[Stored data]
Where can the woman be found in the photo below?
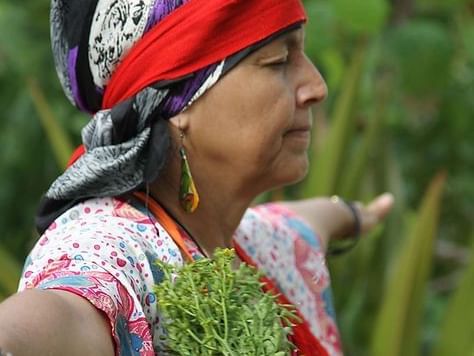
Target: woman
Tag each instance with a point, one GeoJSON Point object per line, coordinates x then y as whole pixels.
{"type": "Point", "coordinates": [221, 89]}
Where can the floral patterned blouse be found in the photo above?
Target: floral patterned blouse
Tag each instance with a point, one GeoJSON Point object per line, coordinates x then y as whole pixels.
{"type": "Point", "coordinates": [104, 250]}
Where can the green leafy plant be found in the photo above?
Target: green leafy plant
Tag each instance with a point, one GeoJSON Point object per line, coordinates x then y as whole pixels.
{"type": "Point", "coordinates": [211, 309]}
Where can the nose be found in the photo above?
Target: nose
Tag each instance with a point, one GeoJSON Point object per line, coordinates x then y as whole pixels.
{"type": "Point", "coordinates": [312, 88]}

Description of the task.
Among the lines of the data, which ones contain the word "Where"? Show them.

Solution below.
Where can the woman be found in the photo below?
Where can the floral patterned blouse be found in the photo above?
Where can the green leafy plant be found in the photo above?
Where can the nose be found in the photo above?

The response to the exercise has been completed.